§ Given exercise: Collect every line in the items below that contains the string "screen", and copy each one unchanged.

§ Data for processing:
________________

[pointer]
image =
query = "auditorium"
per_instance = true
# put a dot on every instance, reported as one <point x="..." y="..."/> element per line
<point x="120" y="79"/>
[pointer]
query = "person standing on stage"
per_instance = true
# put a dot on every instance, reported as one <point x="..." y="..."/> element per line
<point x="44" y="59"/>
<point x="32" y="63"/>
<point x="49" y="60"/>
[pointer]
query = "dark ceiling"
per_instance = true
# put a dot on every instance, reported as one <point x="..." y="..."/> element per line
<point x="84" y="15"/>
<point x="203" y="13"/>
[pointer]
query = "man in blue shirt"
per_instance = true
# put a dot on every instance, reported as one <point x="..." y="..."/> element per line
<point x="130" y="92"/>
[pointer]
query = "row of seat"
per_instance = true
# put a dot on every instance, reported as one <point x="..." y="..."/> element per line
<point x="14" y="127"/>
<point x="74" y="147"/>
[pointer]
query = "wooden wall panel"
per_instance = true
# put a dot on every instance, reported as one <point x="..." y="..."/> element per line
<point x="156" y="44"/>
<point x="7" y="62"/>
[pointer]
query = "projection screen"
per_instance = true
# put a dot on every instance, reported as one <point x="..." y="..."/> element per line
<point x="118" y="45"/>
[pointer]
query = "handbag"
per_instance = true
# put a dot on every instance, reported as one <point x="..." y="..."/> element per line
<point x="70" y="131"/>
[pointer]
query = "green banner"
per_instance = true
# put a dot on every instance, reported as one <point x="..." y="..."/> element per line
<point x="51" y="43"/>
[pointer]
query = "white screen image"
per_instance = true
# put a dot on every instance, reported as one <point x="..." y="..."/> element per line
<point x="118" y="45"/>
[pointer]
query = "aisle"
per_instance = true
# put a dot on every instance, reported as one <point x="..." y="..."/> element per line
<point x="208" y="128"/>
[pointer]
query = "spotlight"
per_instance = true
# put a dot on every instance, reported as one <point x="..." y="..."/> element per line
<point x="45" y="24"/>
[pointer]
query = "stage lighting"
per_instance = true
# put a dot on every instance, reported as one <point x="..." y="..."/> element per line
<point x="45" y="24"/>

________________

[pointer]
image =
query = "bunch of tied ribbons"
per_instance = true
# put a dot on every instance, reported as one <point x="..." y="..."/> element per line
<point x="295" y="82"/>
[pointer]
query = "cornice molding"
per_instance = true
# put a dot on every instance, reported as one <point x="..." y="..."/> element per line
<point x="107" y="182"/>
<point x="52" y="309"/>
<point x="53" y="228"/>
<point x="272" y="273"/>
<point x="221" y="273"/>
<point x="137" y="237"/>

________________

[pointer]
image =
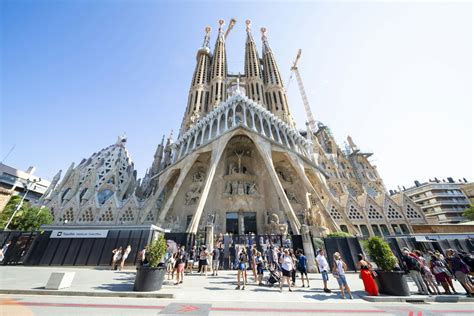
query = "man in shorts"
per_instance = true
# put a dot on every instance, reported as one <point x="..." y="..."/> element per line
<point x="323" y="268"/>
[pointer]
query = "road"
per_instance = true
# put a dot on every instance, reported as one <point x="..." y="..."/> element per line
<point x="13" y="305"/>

________________

§ Answer for this exercise:
query = "projection screen"
query = "white screen image"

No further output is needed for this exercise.